> [Task description] Locate the line containing "Where can the dark" in the data below. Reproduce it and every following line up to the end, exactly as given.

(Pointing dataset excerpts)

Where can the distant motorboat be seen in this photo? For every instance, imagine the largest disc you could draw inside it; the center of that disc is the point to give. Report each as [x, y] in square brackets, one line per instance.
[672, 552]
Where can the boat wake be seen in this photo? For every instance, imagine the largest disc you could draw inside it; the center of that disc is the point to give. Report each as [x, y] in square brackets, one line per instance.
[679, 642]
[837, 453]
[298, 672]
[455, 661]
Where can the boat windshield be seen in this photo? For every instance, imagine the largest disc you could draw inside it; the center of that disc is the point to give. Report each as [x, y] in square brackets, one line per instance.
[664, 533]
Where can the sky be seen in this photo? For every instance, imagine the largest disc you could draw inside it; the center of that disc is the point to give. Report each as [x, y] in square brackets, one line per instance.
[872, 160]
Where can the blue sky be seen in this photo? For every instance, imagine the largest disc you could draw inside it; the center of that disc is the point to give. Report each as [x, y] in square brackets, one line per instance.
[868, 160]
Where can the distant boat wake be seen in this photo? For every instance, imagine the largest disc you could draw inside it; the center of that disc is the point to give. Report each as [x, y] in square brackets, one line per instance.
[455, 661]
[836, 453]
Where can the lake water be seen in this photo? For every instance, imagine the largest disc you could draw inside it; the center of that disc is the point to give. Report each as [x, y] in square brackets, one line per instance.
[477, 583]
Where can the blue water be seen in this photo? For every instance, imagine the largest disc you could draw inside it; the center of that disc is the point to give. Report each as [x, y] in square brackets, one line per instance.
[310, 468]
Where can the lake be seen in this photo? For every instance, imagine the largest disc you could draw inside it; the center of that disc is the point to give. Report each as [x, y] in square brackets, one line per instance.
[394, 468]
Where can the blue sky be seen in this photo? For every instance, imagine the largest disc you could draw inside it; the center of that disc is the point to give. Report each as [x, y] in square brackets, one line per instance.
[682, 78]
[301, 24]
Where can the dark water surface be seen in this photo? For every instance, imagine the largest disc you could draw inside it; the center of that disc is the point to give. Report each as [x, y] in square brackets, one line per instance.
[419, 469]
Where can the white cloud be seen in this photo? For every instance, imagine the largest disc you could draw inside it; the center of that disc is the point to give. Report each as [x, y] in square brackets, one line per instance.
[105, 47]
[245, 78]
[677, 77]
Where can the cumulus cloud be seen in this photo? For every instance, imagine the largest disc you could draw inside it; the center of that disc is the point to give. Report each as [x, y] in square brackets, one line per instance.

> [Solution for this task]
Where can the dark water surface be seen in this photo? For every instance, imagine the largest disc you could draw inside it; the center of that disc is the point to give. Report each as [x, y] in square brackets, one line per instance.
[419, 469]
Where can the white cloud be seen in this photo? For every instance, imagine the largest disc you could draw inside it; the center of that disc is the point to give. Report each as [x, y] in square brackets, one line per instance.
[105, 47]
[245, 78]
[677, 77]
Where can the cumulus cloud be seen in this photo? For every instance, imagine the largest disc you could draw inside it; the center of that disc is the point to give. Report each as [x, y] in square brackets, one line per instance.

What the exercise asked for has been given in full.